• [Data]:

######

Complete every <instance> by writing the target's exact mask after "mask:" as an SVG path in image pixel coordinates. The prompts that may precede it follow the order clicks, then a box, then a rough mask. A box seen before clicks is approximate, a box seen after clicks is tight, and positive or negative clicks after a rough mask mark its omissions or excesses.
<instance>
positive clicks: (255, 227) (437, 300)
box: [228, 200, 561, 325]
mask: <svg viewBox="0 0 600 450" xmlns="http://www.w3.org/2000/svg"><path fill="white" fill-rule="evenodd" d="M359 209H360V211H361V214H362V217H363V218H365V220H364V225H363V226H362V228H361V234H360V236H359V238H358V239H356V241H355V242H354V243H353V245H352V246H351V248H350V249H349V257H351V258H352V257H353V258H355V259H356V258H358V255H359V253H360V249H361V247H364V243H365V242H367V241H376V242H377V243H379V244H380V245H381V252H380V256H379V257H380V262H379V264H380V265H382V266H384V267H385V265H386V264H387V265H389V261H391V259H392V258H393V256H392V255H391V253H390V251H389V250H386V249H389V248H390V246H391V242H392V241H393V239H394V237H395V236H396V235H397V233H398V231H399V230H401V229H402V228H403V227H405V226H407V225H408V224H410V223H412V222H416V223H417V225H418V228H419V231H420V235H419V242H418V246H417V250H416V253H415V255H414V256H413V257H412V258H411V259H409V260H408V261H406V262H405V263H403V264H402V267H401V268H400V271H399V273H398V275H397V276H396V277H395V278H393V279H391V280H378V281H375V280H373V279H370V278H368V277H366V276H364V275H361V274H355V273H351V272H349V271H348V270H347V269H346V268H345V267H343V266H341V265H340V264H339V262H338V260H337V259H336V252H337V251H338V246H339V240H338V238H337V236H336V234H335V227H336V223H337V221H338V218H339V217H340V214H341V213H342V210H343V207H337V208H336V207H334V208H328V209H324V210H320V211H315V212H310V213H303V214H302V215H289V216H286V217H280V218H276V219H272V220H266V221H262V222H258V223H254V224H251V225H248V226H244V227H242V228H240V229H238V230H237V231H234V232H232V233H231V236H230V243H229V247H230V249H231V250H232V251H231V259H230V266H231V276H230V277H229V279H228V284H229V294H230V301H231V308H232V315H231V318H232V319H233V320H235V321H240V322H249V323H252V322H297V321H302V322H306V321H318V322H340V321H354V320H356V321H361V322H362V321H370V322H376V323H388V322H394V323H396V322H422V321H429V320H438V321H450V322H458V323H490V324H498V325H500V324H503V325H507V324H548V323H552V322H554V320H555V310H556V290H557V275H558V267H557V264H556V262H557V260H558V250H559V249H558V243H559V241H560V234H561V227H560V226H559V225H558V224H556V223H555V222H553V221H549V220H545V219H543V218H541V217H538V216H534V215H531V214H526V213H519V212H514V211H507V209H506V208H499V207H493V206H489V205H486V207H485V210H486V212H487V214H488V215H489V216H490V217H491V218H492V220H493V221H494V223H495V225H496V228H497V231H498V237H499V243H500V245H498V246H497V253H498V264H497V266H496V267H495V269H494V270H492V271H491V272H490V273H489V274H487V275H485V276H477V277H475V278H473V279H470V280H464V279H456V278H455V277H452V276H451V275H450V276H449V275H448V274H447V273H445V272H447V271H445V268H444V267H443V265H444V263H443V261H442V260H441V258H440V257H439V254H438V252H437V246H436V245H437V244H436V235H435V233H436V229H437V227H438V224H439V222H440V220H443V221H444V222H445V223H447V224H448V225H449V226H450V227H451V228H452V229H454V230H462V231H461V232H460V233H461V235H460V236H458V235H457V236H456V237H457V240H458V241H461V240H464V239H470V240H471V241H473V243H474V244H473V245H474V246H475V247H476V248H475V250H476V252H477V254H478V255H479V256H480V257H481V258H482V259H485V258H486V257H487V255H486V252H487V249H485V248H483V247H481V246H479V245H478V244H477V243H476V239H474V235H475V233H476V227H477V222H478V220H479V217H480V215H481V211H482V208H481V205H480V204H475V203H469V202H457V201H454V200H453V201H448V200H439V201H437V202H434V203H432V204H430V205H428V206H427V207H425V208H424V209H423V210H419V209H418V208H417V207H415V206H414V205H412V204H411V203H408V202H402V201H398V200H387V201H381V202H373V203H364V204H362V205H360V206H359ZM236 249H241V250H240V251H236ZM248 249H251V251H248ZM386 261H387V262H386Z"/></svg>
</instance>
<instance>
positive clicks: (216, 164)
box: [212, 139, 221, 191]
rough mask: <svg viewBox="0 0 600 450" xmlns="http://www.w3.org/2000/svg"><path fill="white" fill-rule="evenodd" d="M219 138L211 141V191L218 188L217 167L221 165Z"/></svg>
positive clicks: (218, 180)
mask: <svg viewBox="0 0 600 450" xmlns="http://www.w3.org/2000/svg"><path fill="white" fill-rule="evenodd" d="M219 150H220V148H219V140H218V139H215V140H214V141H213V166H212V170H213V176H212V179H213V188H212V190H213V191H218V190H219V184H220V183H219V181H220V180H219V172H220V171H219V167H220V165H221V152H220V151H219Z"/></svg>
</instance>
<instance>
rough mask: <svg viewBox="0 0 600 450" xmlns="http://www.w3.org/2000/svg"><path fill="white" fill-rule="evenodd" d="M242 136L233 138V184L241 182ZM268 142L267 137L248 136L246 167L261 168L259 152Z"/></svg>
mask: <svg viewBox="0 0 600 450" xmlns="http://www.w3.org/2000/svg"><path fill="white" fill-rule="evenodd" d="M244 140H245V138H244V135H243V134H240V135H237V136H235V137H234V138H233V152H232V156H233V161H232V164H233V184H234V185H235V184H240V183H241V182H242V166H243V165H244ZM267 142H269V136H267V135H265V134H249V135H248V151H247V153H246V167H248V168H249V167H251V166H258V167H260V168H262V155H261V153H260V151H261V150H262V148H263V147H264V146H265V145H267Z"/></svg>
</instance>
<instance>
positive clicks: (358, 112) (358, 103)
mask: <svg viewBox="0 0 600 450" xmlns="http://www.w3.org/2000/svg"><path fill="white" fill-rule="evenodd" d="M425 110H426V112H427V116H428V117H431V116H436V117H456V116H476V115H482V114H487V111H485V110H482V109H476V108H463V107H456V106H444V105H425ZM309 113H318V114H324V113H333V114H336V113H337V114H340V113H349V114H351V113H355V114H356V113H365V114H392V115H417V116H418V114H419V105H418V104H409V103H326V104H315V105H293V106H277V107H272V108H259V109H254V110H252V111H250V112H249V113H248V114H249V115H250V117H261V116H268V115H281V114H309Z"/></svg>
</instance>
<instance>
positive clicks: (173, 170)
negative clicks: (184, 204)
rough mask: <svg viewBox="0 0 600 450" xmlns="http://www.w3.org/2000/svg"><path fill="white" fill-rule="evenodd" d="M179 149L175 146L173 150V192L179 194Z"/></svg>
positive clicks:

######

• [Work instructions]:
The required output is the complete set of records, reproduced exactly.

• [Solution to this task]:
Complete every <instance> by writing the target's exact mask after "mask:" as an SVG path in image pixel coordinates. The prompts that may precede it follow the order clicks, then a box, then a rough mask. A box seen before clicks is approximate, a box seen after clicks is tight, and positive or negative clicks after a rough mask mark its omissions or excesses.
<instance>
positive clicks: (255, 227) (437, 300)
box: [228, 200, 561, 325]
mask: <svg viewBox="0 0 600 450" xmlns="http://www.w3.org/2000/svg"><path fill="white" fill-rule="evenodd" d="M359 209H360V211H361V214H362V217H363V218H365V220H364V225H363V226H362V228H361V234H360V236H359V238H358V239H356V241H355V242H354V243H353V245H352V246H351V248H350V249H349V257H351V258H352V257H353V258H355V259H356V258H358V255H359V253H360V249H361V247H364V243H365V242H367V241H376V242H377V243H379V244H380V245H381V252H380V256H379V257H380V262H379V264H380V265H382V266H384V267H385V265H386V264H387V265H389V261H391V259H392V258H393V256H392V255H391V253H390V251H389V250H386V249H389V248H390V246H391V242H392V241H393V239H394V237H395V236H396V235H397V233H398V231H399V230H401V229H402V228H403V227H405V226H407V225H408V224H410V223H412V222H416V223H417V225H418V228H419V231H420V235H419V242H418V246H417V250H416V253H415V255H414V256H413V257H412V258H411V259H409V260H408V261H406V262H405V263H403V264H402V267H401V268H400V271H399V273H398V275H397V276H396V277H395V278H393V279H391V280H378V281H375V280H373V279H370V278H368V277H366V276H364V275H361V274H355V273H351V272H349V271H348V270H347V269H346V268H345V267H343V266H341V265H340V264H339V262H338V260H337V259H336V252H337V251H338V246H339V240H338V238H337V236H336V234H335V227H336V223H337V221H338V218H339V217H340V214H341V213H342V210H343V207H337V208H336V207H334V208H328V209H324V210H320V211H315V212H310V213H303V214H302V215H289V216H286V217H280V218H276V219H272V220H266V221H262V222H258V223H254V224H251V225H248V226H244V227H242V228H240V229H238V230H237V231H234V232H232V233H231V236H230V243H229V247H230V249H231V250H232V251H231V259H230V266H231V276H230V277H229V279H228V284H229V294H230V301H231V308H232V315H231V318H232V319H233V320H235V321H240V322H249V323H252V322H297V321H302V322H306V321H318V322H340V321H354V320H356V321H361V322H362V321H370V322H376V323H388V322H394V323H396V322H422V321H429V320H438V321H450V322H458V323H490V324H498V325H500V324H503V325H507V324H548V323H552V322H554V320H555V310H556V290H557V275H558V267H557V264H556V262H557V260H558V250H559V249H558V243H559V241H560V234H561V227H560V226H559V225H558V224H556V223H555V222H553V221H549V220H545V219H543V218H541V217H538V216H534V215H531V214H526V213H519V212H514V211H507V209H506V208H499V207H493V206H489V205H486V207H485V210H486V212H487V214H488V215H489V216H490V217H491V218H492V220H493V221H494V223H495V225H496V228H497V231H498V237H499V243H500V245H498V246H497V253H498V264H497V266H496V267H495V269H494V270H492V271H491V272H490V273H489V274H487V275H485V276H477V277H475V278H473V279H470V280H464V279H456V278H455V277H452V276H451V275H450V276H449V275H448V274H447V273H445V272H447V271H445V268H444V267H443V265H444V263H443V261H442V260H441V258H440V257H439V254H438V252H437V246H436V245H437V244H436V235H435V233H436V229H437V227H438V224H439V222H440V220H443V221H444V222H445V223H447V224H448V225H449V226H450V227H451V228H452V229H454V230H462V231H461V232H460V233H461V235H460V236H458V235H457V236H456V237H457V240H458V241H461V240H464V239H470V240H471V241H473V243H474V244H473V245H474V246H475V247H476V248H475V250H476V252H477V254H478V255H479V256H480V257H481V258H482V259H485V258H486V257H487V255H486V252H487V249H485V248H483V247H481V246H479V245H478V244H477V243H476V239H474V235H475V233H476V227H477V222H478V220H479V217H480V215H481V211H482V208H481V205H480V204H475V203H469V202H457V201H454V200H453V201H448V200H439V201H437V202H434V203H432V204H430V205H428V206H427V207H425V208H424V209H423V210H419V209H418V208H417V207H415V206H414V205H412V204H411V203H408V202H402V201H398V200H387V201H381V202H373V203H364V204H362V205H360V206H359ZM236 249H241V250H240V251H236ZM248 249H251V251H248ZM386 261H387V262H386Z"/></svg>
</instance>
<instance>
positive clicks: (216, 164)
box: [212, 139, 221, 191]
rough mask: <svg viewBox="0 0 600 450" xmlns="http://www.w3.org/2000/svg"><path fill="white" fill-rule="evenodd" d="M219 138L211 141V191L218 188L217 167L221 165Z"/></svg>
positive clicks: (218, 180)
mask: <svg viewBox="0 0 600 450" xmlns="http://www.w3.org/2000/svg"><path fill="white" fill-rule="evenodd" d="M219 150H220V148H219V140H218V139H215V140H214V141H213V166H212V170H213V176H212V179H213V188H212V190H213V191H218V190H219V184H220V183H219V181H220V180H219V172H220V171H219V167H220V165H221V152H220V151H219Z"/></svg>
</instance>
<instance>
rough mask: <svg viewBox="0 0 600 450" xmlns="http://www.w3.org/2000/svg"><path fill="white" fill-rule="evenodd" d="M242 136L233 138V184L241 182ZM268 142L267 137L248 136L246 167L261 168L259 152Z"/></svg>
mask: <svg viewBox="0 0 600 450" xmlns="http://www.w3.org/2000/svg"><path fill="white" fill-rule="evenodd" d="M244 140H245V138H244V135H243V134H240V135H237V136H235V137H234V138H233V152H232V156H233V161H232V164H233V184H234V185H235V184H240V183H241V182H242V166H243V165H244ZM267 142H269V136H267V135H265V134H249V135H248V151H247V153H246V167H248V168H249V167H251V166H258V167H260V168H262V155H261V153H260V151H261V150H262V148H263V147H264V146H265V145H267Z"/></svg>
</instance>
<instance>
positive clicks: (358, 112) (358, 103)
mask: <svg viewBox="0 0 600 450" xmlns="http://www.w3.org/2000/svg"><path fill="white" fill-rule="evenodd" d="M425 110H426V112H427V116H428V117H431V116H436V117H456V116H476V115H482V114H487V111H485V110H482V109H476V108H463V107H456V106H444V105H425ZM309 113H318V114H324V113H333V114H336V113H337V114H340V113H349V114H351V113H355V114H356V113H365V114H392V115H417V116H418V114H419V105H418V104H409V103H326V104H315V105H293V106H277V107H272V108H259V109H254V110H252V111H250V112H249V113H248V114H249V115H250V117H261V116H268V115H281V114H309Z"/></svg>
</instance>
<instance>
positive clicks: (173, 170)
negative clicks: (184, 204)
rough mask: <svg viewBox="0 0 600 450" xmlns="http://www.w3.org/2000/svg"><path fill="white" fill-rule="evenodd" d="M179 149L175 146L173 150V192L179 194Z"/></svg>
positive clicks:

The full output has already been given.